◆ Materials provided
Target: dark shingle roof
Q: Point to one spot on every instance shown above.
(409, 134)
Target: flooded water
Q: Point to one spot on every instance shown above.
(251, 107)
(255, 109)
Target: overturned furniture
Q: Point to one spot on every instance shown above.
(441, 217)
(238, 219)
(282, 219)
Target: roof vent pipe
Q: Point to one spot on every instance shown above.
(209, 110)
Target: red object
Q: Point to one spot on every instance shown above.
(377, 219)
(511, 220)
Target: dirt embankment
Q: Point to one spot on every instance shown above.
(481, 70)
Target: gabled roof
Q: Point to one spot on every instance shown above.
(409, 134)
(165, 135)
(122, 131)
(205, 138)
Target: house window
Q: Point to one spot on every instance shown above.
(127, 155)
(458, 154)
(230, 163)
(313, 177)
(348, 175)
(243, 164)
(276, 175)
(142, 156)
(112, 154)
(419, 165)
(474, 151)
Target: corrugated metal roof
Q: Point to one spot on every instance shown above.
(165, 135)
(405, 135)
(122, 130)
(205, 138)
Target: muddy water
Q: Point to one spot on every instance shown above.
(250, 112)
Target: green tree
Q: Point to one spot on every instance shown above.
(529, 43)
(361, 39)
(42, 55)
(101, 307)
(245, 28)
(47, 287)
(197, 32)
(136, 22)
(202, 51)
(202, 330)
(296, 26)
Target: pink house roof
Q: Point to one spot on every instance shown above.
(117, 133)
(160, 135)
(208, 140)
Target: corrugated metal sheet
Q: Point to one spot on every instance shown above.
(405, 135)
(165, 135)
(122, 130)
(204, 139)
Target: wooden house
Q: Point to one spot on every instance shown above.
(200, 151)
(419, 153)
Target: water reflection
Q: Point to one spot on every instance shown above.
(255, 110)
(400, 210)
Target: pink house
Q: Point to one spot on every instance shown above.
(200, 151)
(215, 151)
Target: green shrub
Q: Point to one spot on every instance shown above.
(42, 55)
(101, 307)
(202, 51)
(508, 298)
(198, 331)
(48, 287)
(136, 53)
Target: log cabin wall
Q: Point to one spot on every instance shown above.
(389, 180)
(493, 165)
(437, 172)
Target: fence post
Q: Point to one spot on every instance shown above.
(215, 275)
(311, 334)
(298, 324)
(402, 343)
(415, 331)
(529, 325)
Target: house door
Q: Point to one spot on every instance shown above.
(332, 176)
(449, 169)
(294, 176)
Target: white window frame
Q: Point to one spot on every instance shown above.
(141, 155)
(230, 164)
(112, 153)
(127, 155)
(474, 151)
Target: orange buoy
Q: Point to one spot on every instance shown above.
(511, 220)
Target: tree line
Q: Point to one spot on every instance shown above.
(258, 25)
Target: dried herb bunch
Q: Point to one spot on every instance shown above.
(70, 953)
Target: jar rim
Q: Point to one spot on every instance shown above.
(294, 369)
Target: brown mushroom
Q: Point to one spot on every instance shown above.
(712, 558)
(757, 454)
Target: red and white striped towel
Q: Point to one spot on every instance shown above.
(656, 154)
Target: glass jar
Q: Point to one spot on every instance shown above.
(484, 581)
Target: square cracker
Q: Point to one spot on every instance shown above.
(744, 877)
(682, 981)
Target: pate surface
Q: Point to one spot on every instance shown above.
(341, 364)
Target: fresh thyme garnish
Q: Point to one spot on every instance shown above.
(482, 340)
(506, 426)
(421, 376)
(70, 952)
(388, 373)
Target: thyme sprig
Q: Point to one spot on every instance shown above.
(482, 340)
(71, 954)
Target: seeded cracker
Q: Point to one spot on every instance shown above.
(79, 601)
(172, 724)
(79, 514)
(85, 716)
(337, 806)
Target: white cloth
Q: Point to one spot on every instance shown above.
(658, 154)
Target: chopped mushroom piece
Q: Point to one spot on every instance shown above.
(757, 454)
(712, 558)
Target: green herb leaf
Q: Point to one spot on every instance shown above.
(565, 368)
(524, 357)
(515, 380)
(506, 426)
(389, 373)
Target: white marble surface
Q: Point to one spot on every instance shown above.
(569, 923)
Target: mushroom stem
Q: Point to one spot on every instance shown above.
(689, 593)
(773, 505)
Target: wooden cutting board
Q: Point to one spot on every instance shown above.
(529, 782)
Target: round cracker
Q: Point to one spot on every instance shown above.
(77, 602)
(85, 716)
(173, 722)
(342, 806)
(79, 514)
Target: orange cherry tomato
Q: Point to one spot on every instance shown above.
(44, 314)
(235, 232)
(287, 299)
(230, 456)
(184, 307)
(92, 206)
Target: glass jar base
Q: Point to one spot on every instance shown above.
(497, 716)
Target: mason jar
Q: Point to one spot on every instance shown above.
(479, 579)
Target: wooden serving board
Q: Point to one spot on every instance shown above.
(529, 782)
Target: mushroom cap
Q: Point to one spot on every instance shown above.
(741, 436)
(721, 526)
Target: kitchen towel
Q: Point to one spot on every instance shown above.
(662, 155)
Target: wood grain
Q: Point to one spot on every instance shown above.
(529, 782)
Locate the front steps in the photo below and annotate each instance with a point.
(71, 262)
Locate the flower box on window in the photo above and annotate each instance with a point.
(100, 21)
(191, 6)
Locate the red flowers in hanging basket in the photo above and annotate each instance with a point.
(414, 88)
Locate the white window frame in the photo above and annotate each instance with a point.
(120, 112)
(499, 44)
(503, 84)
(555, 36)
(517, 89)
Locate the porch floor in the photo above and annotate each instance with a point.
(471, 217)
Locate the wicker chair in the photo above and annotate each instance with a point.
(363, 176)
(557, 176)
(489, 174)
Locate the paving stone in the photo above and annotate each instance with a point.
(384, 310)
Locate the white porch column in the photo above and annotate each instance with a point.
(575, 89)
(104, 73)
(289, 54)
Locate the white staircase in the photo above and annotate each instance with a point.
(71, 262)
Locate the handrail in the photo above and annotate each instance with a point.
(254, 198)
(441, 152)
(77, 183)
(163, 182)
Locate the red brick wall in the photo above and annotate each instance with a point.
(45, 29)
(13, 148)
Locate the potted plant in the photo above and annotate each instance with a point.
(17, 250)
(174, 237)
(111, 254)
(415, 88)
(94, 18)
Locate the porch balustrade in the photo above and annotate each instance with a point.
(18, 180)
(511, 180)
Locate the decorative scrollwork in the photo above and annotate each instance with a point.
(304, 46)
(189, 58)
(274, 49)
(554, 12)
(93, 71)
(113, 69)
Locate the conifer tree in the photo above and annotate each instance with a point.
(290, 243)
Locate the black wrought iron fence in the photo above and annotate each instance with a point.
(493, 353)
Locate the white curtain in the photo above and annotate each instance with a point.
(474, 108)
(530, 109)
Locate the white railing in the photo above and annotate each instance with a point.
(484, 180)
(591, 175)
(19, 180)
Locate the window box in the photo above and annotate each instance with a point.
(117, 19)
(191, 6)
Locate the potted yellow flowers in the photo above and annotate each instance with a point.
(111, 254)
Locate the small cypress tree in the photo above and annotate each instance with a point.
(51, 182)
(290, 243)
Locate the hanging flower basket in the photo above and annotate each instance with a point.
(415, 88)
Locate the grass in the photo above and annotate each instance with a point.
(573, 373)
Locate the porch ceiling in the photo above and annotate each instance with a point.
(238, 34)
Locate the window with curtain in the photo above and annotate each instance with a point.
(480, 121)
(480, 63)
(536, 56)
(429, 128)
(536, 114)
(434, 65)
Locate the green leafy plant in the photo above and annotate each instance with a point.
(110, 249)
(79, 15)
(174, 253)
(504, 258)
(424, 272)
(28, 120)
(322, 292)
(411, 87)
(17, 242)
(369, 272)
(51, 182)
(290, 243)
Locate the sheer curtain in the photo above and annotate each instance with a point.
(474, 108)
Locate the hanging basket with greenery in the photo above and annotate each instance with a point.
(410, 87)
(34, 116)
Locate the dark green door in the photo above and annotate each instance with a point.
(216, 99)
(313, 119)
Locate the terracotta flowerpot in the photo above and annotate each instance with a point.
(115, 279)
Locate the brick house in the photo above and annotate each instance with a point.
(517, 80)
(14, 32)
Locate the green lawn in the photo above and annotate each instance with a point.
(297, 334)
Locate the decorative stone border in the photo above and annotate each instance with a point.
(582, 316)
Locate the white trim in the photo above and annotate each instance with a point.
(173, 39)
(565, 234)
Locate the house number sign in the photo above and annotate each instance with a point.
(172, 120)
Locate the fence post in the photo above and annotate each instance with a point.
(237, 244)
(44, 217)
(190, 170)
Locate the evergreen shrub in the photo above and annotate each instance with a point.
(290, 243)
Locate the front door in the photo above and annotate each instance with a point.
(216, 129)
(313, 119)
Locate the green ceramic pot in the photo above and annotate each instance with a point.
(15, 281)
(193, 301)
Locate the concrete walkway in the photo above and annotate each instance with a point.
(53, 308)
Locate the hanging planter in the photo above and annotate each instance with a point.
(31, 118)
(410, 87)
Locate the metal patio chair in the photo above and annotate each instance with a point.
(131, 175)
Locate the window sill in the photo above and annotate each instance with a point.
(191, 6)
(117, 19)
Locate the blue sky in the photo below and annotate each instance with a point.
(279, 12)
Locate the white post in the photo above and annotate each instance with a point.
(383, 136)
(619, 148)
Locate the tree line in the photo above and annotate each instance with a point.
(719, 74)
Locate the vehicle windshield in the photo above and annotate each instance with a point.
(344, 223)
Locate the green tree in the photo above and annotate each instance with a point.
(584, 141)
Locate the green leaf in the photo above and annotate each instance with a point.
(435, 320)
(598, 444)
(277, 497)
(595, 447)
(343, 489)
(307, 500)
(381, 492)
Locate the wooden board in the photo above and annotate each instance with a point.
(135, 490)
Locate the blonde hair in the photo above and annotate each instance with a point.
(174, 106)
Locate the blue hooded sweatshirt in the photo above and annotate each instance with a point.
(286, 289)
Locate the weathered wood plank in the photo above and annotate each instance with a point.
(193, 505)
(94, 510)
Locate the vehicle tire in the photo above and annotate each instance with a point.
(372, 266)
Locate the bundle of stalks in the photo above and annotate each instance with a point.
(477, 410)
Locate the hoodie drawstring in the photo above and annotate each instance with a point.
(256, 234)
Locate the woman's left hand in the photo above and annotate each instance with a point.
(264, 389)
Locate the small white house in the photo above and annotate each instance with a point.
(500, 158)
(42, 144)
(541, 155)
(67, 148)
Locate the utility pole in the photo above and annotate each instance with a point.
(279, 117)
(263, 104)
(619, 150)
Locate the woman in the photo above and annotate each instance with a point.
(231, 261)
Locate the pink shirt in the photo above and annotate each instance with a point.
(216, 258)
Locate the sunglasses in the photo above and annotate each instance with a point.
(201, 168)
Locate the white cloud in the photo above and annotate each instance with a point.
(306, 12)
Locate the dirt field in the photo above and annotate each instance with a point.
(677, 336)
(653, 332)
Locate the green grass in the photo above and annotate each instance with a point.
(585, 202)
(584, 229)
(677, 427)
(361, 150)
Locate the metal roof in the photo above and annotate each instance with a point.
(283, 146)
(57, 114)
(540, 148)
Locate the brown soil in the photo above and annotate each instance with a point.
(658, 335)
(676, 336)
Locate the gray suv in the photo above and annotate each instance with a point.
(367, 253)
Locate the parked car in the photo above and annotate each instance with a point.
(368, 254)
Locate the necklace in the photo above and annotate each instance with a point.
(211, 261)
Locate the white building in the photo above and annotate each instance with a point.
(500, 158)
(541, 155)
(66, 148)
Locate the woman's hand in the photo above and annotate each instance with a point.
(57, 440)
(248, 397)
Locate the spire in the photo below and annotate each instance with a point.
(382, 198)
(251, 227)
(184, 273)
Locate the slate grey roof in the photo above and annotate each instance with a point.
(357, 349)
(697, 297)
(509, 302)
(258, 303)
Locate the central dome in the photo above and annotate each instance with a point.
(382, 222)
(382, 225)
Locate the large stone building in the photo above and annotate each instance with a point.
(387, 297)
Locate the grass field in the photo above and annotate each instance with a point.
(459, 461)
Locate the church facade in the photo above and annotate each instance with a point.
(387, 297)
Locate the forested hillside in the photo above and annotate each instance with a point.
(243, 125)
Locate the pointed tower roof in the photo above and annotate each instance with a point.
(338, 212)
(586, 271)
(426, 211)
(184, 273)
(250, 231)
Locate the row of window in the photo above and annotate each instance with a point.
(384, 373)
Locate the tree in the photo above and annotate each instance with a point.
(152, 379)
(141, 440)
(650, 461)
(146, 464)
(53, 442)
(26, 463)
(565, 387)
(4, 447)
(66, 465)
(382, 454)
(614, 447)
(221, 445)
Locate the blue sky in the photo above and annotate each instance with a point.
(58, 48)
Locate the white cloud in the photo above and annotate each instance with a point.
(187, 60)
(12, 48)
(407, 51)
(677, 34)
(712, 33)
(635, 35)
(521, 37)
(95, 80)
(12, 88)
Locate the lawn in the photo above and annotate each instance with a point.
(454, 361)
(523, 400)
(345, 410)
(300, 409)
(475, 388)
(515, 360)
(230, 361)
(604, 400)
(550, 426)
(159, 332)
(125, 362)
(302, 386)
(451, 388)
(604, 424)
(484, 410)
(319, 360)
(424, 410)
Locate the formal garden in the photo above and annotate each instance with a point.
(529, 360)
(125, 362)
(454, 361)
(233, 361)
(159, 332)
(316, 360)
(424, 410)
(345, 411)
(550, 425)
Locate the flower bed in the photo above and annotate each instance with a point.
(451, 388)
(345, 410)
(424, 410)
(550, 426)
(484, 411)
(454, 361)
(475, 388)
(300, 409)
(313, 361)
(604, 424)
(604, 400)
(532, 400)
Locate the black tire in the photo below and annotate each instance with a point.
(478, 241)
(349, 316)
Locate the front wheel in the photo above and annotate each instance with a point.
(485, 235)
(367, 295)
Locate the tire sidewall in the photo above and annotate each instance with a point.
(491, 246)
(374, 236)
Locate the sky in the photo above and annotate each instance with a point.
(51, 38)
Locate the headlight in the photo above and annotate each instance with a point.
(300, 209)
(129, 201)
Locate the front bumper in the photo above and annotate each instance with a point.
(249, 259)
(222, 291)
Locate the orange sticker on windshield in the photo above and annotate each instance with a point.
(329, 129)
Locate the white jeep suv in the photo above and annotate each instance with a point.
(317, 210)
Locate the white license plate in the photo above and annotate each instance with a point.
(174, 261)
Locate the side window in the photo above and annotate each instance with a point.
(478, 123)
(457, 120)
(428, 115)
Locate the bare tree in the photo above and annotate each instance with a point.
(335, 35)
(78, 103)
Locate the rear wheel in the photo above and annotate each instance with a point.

◆ Task directions
Return exactly what appears above, from the first line of the entries to the line with "Target: overturned furniture", inclusive.

◆ Result of this task
Target: dark shingle roof
Q: Point to one spot on every instance shown above.
(409, 134)
Target: flooded water
Q: Point to one spot on every instance shown above.
(251, 107)
(255, 109)
Target: overturned furniture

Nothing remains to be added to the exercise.